**Record excerpts**
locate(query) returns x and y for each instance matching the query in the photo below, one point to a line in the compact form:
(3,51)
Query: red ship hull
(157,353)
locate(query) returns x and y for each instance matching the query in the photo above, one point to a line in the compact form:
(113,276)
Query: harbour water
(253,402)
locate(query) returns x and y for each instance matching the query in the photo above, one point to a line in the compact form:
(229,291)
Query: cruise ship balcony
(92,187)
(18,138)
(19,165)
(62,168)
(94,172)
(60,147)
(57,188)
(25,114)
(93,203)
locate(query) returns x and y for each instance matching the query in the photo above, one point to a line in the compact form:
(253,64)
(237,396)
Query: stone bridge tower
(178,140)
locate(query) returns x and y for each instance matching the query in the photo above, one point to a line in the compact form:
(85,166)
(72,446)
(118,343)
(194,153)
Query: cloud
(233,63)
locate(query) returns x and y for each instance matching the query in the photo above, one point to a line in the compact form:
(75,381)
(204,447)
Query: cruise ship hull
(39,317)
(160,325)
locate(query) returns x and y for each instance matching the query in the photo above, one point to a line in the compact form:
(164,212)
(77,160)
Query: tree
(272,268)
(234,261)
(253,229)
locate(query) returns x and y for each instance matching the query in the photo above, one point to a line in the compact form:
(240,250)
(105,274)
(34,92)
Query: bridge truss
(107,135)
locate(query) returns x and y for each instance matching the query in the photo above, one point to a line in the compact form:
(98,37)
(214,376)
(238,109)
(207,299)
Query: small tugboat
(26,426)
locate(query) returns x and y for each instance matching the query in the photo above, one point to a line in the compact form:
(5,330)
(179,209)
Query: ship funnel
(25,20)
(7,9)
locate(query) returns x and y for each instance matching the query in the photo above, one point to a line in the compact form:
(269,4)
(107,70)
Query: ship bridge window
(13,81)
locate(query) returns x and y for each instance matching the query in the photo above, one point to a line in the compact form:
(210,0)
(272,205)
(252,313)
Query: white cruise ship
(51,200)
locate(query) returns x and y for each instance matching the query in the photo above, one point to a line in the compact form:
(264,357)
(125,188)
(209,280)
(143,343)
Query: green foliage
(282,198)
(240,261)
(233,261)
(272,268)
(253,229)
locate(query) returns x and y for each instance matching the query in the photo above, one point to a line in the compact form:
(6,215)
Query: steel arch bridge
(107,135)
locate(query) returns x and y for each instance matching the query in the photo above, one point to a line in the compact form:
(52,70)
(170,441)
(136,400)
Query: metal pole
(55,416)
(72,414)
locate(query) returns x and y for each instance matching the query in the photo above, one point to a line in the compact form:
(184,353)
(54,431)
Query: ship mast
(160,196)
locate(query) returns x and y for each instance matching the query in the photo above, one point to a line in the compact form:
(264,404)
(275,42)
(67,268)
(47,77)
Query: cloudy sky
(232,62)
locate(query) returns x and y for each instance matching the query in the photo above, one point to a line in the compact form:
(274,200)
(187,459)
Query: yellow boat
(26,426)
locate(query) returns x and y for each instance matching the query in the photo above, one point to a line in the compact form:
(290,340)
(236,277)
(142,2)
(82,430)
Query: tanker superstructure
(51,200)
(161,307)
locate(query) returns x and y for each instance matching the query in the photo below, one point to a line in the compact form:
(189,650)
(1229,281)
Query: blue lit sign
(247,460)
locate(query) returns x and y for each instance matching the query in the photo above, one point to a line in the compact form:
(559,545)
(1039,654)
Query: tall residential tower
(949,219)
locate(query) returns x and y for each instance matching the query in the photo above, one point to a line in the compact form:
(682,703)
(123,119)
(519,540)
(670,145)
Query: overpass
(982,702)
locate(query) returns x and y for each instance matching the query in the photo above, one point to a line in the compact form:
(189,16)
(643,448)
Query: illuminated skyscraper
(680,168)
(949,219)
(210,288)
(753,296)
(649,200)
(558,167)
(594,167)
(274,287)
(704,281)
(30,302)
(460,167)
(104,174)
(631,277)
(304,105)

**Work required**
Recite the full listing above exactly.

**The result**
locate(query) returns x and y for each instance matching the query in the photo below, one point to a line in the compact form:
(3,51)
Query: red ship hull
(157,353)
locate(query) returns x and y for each instance matching the query in the photo above, one point to a line in the compact form:
(113,276)
Query: harbour water
(253,402)
locate(query) returns x and y for each instance matching the query in the photo above, one point to a line in the compact form:
(229,291)
Query: cruise ship balcony
(92,187)
(18,138)
(19,165)
(62,168)
(94,172)
(60,147)
(57,188)
(25,114)
(93,203)
locate(query) returns x and y for each instance matching the query in the photo above, one point to a line in the compact form:
(253,64)
(237,396)
Query: stone bridge tower
(178,140)
locate(query) returns x and y for each instance matching the query in the photo above, one point to a line in the compact form:
(85,166)
(72,446)
(118,343)
(194,153)
Query: cloud
(233,63)
locate(query) returns x and y for each instance matching the query in the photo above, one point to a line in the compact form:
(75,381)
(204,447)
Query: cruise ship hull
(39,317)
(160,325)
locate(query) returns x and y for each instance matching the query in the photo above, one point to a line in the compact form:
(164,212)
(77,160)
Query: tree
(272,268)
(234,261)
(253,229)
locate(query) returns x and y for each instance matching the query in the photo above, one point to a line in the compact form:
(240,250)
(105,274)
(34,92)
Query: bridge truss
(107,135)
locate(query) returns x and y for each instance matching the query in the photo above, one point to a line in the compact form:
(98,37)
(214,376)
(238,109)
(207,299)
Query: small tugboat
(26,426)
locate(query) returns x and y for each instance matching the query in the photo above, one point to a line in the compact form:
(5,330)
(179,209)
Query: ship funnel
(25,20)
(7,9)
locate(query) returns x and y for each instance matching the query in the photo above, one point to a line in the compact form:
(269,4)
(107,70)
Query: ship bridge window
(13,81)
locate(query) returns x and y for each instance matching the query in the photo above, one point to a line in the compact form:
(210,0)
(272,205)
(252,313)
Query: white cruise ship
(51,200)
locate(query) returns x and y for each instance matching the query in the photo above, one point to a line in the compact form:
(264,357)
(125,188)
(209,280)
(143,343)
Query: green foliage
(282,198)
(240,261)
(233,261)
(272,268)
(253,229)
locate(query) returns x and y for each instance matching the query in the photo above, one point to a line in the compact form:
(6,215)
Query: steel arch bridge
(107,135)
locate(query) returns x and y for each instance matching the query in the photo above, one point to a line in the compact form:
(52,70)
(170,441)
(136,400)
Query: metal pole
(55,416)
(72,414)
locate(query) returns x and y for each instance matching the query in the photo above, one point to a line in the compact form:
(184,353)
(54,431)
Query: ship mast
(160,196)
locate(query) returns x and y for each instance matching the query in the photo above, one point to a line in the compact form:
(264,404)
(275,42)
(67,268)
(47,77)
Query: cloudy sky
(232,62)
locate(query) returns x and y for each instance matching the query in the photo above, one point to a line in the compact form:
(274,200)
(187,459)
Query: yellow boat
(26,426)
locate(query) returns x and y for each instance matching the query in the photo above, one point to a line in the compact form:
(290,340)
(236,277)
(142,2)
(82,430)
Query: tanker superstructure
(51,200)
(161,307)
locate(query) returns x and y for each instance matching the query in the photo below, one point to a line in the compact form:
(189,650)
(1229,281)
Query: blue lit sign
(247,460)
locate(query) returns x and y for each instance matching the query in the photo above, one point to a line in the compact form:
(559,545)
(1039,654)
Query: tall residential tower
(949,219)
locate(query) returns x and y for each instance matching the query in the photo above, one point to a line in the compact form:
(682,703)
(123,119)
(519,540)
(670,145)
Query: overpass
(982,702)
locate(query) returns x and y for each instance matching the query in the photo above, one point to a line in the compact form:
(189,16)
(643,448)
Query: illuminated skyscraper
(680,168)
(949,219)
(210,288)
(753,296)
(649,200)
(558,167)
(594,167)
(274,287)
(704,281)
(30,302)
(460,167)
(104,174)
(631,277)
(304,105)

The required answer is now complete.